───── SOURCE INFORMATION ─────

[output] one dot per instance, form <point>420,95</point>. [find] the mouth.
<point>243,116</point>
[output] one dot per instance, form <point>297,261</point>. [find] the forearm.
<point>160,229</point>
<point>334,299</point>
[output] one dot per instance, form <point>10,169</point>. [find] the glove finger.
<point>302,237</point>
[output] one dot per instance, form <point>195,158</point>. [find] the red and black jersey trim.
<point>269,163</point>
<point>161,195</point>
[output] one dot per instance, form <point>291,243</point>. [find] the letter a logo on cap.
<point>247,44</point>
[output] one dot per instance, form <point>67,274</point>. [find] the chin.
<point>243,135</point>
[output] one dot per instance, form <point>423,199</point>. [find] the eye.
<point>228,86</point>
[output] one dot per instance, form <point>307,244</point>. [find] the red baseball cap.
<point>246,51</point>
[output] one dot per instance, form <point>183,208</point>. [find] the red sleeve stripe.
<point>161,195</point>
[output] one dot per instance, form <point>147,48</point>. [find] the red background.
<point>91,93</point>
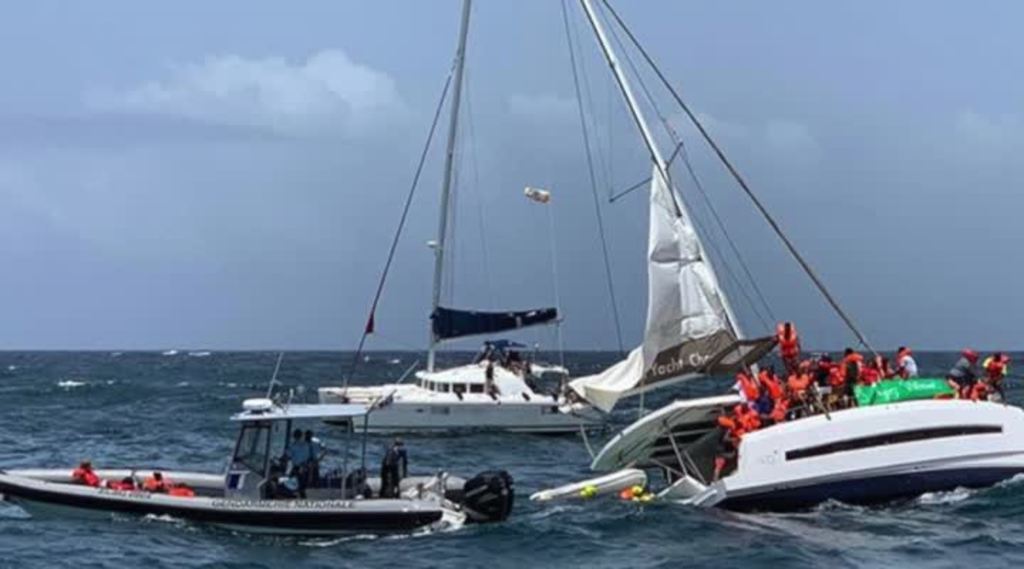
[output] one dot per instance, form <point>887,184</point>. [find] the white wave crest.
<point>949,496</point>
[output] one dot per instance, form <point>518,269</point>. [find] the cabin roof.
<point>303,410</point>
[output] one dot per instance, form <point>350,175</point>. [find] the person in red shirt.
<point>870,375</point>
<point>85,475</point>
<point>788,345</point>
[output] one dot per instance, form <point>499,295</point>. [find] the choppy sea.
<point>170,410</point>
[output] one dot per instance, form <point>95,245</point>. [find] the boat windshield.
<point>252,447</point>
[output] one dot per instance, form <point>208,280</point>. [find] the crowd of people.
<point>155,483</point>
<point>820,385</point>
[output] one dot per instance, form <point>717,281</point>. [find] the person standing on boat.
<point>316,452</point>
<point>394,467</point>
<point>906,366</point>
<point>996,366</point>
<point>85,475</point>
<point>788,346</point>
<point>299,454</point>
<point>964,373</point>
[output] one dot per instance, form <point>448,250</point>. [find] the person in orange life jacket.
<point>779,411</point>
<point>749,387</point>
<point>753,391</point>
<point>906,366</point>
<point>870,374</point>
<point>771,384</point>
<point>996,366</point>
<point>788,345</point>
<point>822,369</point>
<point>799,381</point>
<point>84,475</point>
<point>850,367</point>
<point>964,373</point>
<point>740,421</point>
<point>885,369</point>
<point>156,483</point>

─────

WORK ORDER:
The records above are to be repeated exactly, apart from their pictures.

RESPONSE FOR THIS EXERCISE:
[output] one dot per instance, form <point>420,95</point>. [find] the mouth.
<point>243,116</point>
[output] one dot per instance, form <point>297,261</point>. [find] the forearm.
<point>160,229</point>
<point>334,299</point>
[output] one dot per instance, form <point>10,169</point>. [find] the glove finger.
<point>302,237</point>
[output] one dot per instance, form <point>195,158</point>. [find] the red and black jersey trim.
<point>269,163</point>
<point>161,195</point>
[output] one dot per instance, form <point>291,243</point>. [find] the letter a logo on cap.
<point>247,44</point>
[output] one dot per instance, form <point>67,274</point>. [find] the chin.
<point>243,135</point>
[output] one dot per instance, form <point>423,199</point>. [find] the eye.
<point>228,86</point>
[output] one dot per instance, form <point>307,244</point>. [find] the red baseball cap.
<point>246,51</point>
[output] one dot per instance, form <point>183,208</point>. [find] the red sleeve stripe.
<point>161,195</point>
[output] one dot per instance, form <point>147,48</point>. [find] the red background.
<point>91,93</point>
[output] one dot per instance, form <point>887,184</point>. [find] the white wave crest.
<point>949,496</point>
[output] one dot per instance, form <point>518,269</point>. [find] the cabin roof.
<point>303,410</point>
[output] one dot per instance, form <point>350,175</point>. [find] the person in red shirt.
<point>870,375</point>
<point>85,475</point>
<point>788,345</point>
[output] one dot per instance, form <point>499,295</point>. [find] the choppy sea.
<point>170,410</point>
[output] one dot per instance, form <point>95,245</point>. [find] the boat windshield.
<point>252,447</point>
[output] one dot per instance, form <point>208,280</point>. [find] the crowd of people.
<point>155,483</point>
<point>820,385</point>
[output] one dot per instance, form <point>717,281</point>. [find] the person standing on boat.
<point>316,452</point>
<point>394,467</point>
<point>906,366</point>
<point>996,366</point>
<point>85,475</point>
<point>788,346</point>
<point>299,454</point>
<point>964,373</point>
[output] one dot per instance, form <point>448,250</point>. [find] the person in orange life jacket.
<point>779,411</point>
<point>749,387</point>
<point>753,391</point>
<point>906,366</point>
<point>870,374</point>
<point>771,384</point>
<point>996,366</point>
<point>788,345</point>
<point>822,369</point>
<point>799,381</point>
<point>84,475</point>
<point>850,367</point>
<point>964,373</point>
<point>740,421</point>
<point>885,369</point>
<point>156,483</point>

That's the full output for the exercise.